Text to read -
[start]
Warmer temperatures are helping to inflate bass numbers and are drastically deflating minnow numbers, causing ecological impacts throughout the lake. There are several different ecological cascades that could occur over the short- and long-term.
These changes in fish communities may seem small and inconsequential — fish are fish, right? Surprisingly, the behaviour and diets of these two different fish families have local and global impacts.
The simplest and most likely change to lake ecosystems is the complete fish die-off. When a top predator increases in abundance, there is suddenly pressure on the rest of the supporting food web. More fish are demanding food that the system cannot sustainably produce. Stressing the system as such means something will break. The hungry bass will likely clear out the minnow and crayfish in the lake, which will damage the rest of the ecosystem until there is no longer any structure left to hold the bass up.
Another possible outcome, in addition to the fish collapse, is unrestricted algae growth. Minnows eat algae and small crustaceans that also eat algae. If the smallmouth bass were to reduce the minnow numbers sufficiently, algae will slowly grow more abundant. Warmer temperatures will also expediate this process. In the long-term, this would result in a completely sterilized lake because the decaying algae attracts large amounts of microbes that use up all the oxygen in the water, leaving none behind for any other organism.
[end]
Record set -
[start]
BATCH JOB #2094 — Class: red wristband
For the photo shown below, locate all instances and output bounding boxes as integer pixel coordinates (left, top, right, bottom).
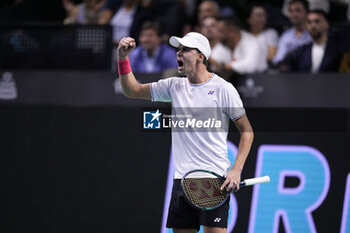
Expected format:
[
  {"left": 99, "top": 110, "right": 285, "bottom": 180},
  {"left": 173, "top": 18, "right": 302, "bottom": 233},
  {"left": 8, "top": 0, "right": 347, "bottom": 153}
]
[{"left": 117, "top": 58, "right": 131, "bottom": 75}]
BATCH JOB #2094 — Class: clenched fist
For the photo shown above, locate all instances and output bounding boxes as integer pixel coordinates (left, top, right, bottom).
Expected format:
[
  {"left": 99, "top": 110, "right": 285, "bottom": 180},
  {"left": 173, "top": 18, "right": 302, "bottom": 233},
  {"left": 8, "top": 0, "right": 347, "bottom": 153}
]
[{"left": 118, "top": 37, "right": 136, "bottom": 61}]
[end]
Required actions -
(1) Repeat the rows word for word, starting with the line that contains "BATCH JOB #2094 — Class: clenched fist" and going on through the final line of the rows.
(2) Continue the passage about warming lakes, bass, and minnows from the point where it stops.

The results -
(1)
BATCH JOB #2094 — Class: clenched fist
For the photo shown above, locate all instances and output bounding boxes as integer pixel coordinates (left, top, right, bottom).
Expected format:
[
  {"left": 99, "top": 110, "right": 285, "bottom": 180},
  {"left": 173, "top": 18, "right": 302, "bottom": 233},
  {"left": 8, "top": 0, "right": 347, "bottom": 153}
]
[{"left": 118, "top": 37, "right": 136, "bottom": 61}]

(2)
Globally, this is important because this switches how the lake operates regarding climate change. Bass domination may very well be a cause of climate change (Eby et al., 2006). When lakes are abundant with algae-eating fish, the aquatic plants grow better and use up all the carbon dioxide in the water to create oxygen, causing the lake to pull more carbon dioxide from the overlying atmosphere. When fish-eating fish dominate the lake, the algae-eating fish are less abundant or absent, allowing for less controlled, or completely uncontrolled, algae growth, reducing the plant growth and thereby producing more carbon dioxide within the lake, releasing it to the atmosphere. When bass dominate a lake so much that the minnow species disappear, the lake causes climate change and perpetuates the bass-domination process.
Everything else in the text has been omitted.